= Xulvi-Brunet–Sokolov algorithm =

Xulvi-Brunet and Sokolov's algorithm generates networks with chosen degree correlations. This method is based on link rewiring, in which the desired degree is governed by parameter ρ. By varying this single parameter it is possible to generate networks from random (when ρ = 0) to perfectly assortative or disassortative (when ρ = 1). This algorithm allows to keep network's degree distribution unchanged when changing the value of ρ.

==Assortative model==
In assortative networks, well-connected nodes are likely to be connected to other highly connected nodes. Social networks are examples of assortative networks. This means that an assortative network has the property that almost all nodes with the same degree are linked only between themselves.

The Xulvi-Brunet–Sokolov algorithm for this type of networks is the following.
□ □ □
Problem to work on
Can you reproduce the algorithm article word for word, between "Xulvi-Brunet and Sokolov's" and "is the following.", inclusive? The data after this point plays no part here.

Data section
□ □ □
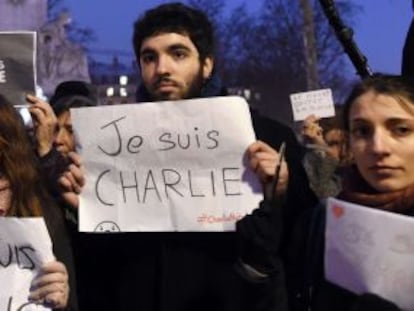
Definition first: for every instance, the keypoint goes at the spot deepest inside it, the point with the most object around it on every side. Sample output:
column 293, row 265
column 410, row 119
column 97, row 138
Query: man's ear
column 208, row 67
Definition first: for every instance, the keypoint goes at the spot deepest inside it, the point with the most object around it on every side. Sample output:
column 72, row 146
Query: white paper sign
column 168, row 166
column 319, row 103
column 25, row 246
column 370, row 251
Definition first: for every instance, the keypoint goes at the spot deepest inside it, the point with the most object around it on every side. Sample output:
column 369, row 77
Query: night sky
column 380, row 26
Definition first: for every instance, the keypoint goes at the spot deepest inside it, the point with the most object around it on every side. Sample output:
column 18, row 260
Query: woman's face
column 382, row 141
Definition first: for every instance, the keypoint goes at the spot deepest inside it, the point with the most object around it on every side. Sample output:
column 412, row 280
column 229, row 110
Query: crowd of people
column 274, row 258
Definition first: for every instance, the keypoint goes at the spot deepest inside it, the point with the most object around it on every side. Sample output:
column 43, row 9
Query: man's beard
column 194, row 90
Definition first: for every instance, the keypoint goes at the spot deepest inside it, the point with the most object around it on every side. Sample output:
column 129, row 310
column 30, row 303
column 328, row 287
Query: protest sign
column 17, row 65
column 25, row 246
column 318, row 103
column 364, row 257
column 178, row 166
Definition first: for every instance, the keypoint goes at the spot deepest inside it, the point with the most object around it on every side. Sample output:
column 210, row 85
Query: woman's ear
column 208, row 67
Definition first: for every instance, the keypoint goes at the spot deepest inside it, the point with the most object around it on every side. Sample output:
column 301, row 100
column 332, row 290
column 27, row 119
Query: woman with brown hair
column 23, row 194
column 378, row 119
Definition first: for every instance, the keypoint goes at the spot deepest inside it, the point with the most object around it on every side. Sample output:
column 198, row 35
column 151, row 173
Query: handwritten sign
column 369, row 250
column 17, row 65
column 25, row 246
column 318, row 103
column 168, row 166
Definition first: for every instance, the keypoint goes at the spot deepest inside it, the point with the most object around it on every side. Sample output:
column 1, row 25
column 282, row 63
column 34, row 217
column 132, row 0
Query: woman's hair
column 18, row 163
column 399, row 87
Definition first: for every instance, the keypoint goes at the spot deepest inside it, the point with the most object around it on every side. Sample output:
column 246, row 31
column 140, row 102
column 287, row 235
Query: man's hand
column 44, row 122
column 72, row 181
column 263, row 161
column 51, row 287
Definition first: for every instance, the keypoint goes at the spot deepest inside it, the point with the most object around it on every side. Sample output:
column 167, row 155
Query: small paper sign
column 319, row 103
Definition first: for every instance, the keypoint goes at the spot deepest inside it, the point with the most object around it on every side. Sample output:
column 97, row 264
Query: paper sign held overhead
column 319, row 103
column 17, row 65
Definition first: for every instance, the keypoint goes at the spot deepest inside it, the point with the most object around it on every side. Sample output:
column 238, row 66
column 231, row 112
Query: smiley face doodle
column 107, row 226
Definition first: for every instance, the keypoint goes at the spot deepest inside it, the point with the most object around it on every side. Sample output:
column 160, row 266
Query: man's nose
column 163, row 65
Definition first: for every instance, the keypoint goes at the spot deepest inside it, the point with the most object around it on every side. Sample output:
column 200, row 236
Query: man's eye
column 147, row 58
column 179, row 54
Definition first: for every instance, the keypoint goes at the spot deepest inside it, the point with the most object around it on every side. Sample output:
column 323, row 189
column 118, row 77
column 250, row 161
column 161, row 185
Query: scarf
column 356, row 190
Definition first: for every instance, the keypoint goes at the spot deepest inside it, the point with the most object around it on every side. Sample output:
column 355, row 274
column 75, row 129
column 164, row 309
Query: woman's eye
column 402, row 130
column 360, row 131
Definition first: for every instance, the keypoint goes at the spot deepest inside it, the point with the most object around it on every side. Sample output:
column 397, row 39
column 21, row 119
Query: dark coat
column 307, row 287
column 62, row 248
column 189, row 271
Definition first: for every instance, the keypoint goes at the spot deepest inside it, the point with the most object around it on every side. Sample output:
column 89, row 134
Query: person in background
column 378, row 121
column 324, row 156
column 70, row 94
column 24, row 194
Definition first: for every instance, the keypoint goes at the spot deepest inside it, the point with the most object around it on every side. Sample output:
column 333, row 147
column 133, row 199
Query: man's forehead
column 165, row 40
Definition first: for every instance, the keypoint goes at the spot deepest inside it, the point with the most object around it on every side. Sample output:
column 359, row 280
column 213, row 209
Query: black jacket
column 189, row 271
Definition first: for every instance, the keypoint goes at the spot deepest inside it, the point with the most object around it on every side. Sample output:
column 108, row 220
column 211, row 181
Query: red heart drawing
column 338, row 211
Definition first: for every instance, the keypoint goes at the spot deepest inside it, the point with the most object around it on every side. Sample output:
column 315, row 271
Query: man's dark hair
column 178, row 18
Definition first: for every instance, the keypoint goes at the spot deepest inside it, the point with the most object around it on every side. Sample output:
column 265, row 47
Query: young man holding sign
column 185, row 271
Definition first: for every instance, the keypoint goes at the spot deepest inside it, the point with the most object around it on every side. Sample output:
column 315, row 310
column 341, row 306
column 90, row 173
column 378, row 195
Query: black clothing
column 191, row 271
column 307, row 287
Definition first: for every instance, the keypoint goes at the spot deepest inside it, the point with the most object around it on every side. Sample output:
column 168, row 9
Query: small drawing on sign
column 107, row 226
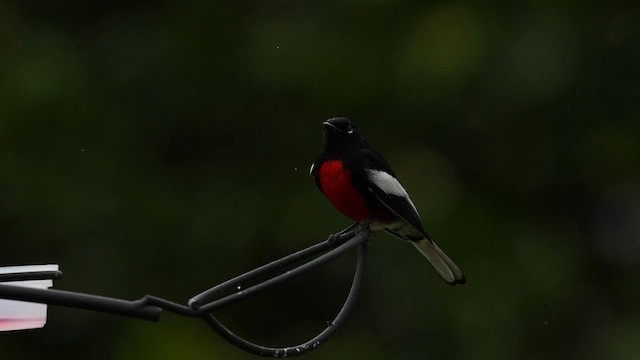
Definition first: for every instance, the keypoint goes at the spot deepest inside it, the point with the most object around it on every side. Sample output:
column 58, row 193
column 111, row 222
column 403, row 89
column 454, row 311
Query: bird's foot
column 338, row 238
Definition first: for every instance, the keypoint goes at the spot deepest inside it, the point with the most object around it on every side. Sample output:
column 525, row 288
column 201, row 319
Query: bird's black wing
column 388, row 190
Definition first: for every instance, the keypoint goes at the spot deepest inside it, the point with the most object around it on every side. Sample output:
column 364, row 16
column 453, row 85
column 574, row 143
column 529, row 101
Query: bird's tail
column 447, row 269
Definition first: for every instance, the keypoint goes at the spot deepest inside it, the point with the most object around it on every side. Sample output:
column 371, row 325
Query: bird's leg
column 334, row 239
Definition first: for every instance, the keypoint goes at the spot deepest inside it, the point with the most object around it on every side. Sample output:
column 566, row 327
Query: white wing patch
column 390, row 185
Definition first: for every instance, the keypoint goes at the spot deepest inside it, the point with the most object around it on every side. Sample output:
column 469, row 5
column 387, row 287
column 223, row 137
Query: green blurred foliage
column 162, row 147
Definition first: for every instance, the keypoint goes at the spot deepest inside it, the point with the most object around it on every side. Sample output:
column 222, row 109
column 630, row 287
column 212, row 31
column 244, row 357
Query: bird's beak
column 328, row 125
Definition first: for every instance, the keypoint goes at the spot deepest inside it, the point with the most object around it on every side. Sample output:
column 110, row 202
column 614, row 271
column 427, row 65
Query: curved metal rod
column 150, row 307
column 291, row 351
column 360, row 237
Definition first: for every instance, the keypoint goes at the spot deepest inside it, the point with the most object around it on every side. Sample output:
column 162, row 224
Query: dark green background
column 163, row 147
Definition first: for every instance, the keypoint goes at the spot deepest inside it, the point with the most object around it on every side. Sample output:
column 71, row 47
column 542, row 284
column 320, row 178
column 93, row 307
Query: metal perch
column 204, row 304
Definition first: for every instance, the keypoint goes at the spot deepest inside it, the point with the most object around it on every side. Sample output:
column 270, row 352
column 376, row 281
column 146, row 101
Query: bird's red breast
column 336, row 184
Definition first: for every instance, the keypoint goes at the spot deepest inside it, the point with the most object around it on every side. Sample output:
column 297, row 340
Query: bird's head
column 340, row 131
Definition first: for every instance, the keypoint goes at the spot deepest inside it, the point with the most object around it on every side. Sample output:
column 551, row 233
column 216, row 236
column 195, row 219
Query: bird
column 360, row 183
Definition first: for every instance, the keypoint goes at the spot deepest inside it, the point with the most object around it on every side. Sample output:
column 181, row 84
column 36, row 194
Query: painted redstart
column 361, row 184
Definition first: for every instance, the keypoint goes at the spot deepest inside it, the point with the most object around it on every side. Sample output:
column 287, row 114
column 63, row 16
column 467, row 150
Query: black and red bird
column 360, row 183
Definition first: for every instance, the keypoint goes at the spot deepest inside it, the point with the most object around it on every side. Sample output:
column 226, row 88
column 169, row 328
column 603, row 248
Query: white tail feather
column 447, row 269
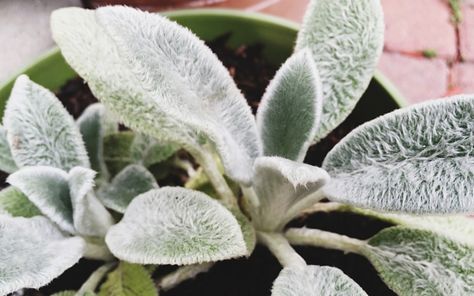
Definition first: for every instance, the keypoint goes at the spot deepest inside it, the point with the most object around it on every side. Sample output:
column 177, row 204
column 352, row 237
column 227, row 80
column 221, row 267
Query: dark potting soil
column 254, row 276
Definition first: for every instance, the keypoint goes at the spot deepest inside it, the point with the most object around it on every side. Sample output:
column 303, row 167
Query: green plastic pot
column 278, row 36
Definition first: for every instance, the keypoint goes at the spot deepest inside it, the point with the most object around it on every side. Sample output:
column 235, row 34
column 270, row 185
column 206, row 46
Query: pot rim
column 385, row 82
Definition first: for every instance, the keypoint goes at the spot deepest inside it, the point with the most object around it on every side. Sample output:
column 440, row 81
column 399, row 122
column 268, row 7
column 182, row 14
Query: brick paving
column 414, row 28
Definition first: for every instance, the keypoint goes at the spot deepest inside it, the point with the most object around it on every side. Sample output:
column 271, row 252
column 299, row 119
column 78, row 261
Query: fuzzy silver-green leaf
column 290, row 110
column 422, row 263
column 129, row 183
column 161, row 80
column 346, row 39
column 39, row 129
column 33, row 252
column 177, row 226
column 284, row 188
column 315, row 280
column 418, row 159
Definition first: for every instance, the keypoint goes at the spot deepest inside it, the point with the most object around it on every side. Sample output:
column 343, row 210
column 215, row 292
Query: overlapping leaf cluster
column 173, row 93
□ □ □
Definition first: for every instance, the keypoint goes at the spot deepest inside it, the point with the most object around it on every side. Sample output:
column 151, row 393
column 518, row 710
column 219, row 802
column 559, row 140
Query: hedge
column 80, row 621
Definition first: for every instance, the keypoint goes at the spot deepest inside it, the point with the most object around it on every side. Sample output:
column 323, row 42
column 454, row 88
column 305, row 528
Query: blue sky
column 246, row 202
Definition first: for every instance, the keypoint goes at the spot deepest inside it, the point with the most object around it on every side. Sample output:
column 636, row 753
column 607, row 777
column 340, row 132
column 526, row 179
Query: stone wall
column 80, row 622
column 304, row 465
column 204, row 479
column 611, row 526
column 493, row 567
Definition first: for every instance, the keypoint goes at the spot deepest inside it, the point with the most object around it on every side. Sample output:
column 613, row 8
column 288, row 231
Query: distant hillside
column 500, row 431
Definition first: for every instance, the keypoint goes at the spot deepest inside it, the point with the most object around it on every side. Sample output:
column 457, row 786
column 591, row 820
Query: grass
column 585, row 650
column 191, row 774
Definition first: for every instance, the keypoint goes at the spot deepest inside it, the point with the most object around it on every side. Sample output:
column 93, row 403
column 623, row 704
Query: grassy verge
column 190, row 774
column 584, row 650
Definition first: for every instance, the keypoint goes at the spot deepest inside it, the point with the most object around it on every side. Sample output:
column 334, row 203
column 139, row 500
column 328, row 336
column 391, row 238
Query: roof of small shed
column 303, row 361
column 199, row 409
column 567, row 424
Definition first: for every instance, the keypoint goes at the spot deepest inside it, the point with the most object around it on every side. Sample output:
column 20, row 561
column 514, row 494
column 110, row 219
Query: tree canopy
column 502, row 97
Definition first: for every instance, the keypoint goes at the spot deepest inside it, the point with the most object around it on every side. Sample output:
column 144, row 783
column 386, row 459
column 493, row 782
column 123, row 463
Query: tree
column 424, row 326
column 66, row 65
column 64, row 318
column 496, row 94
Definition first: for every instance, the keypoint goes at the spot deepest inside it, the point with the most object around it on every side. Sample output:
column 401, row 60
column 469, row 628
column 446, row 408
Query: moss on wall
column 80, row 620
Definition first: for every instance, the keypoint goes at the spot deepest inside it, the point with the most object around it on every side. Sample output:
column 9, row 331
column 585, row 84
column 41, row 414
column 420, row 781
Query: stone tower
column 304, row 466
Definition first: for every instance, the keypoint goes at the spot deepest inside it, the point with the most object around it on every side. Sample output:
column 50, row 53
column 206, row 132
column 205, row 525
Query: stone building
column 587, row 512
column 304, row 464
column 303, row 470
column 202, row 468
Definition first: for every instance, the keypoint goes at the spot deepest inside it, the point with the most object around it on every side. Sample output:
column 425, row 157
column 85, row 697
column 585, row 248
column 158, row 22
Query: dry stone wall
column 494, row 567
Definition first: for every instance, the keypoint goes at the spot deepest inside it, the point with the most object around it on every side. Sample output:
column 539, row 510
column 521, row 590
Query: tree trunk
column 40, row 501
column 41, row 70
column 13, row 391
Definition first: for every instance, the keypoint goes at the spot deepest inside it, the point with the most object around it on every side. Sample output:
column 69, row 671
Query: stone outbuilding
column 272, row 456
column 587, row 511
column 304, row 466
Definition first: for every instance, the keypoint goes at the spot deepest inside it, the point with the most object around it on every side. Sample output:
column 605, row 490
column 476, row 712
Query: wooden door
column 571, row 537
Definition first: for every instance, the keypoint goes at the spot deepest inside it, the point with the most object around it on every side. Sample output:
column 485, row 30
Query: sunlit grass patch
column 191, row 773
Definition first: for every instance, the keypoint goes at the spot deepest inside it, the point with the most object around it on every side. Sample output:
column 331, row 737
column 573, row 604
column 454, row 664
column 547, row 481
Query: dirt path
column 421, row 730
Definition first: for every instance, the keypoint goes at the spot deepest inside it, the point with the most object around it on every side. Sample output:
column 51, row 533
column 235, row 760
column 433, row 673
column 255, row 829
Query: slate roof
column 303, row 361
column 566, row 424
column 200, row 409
□ □ □
Exercise solution
Xulvi-Brunet and Sokolov's algorithm generates networks with chosen degree correlations. This method is based on link rewiring, in which the desired degree is governed by parameter ρ. By varying this single parameter it is possible to generate networks from random (when ρ = 0) to perfectly assortative or disassortative (when ρ = 1). This algorithm allows to keep network's degree distribution unchanged when changing the value of ρ.

==Assortative model==
In assortative networks, well-connected nodes are likely to be connected to other highly connected nodes. Social networks are examples of assortative networks. This means that an assortative network has the property that almost all nodes with the same degree are linked only between themselves.

The Xulvi-Brunet–Sokolov algorithm for this type of networks is the following.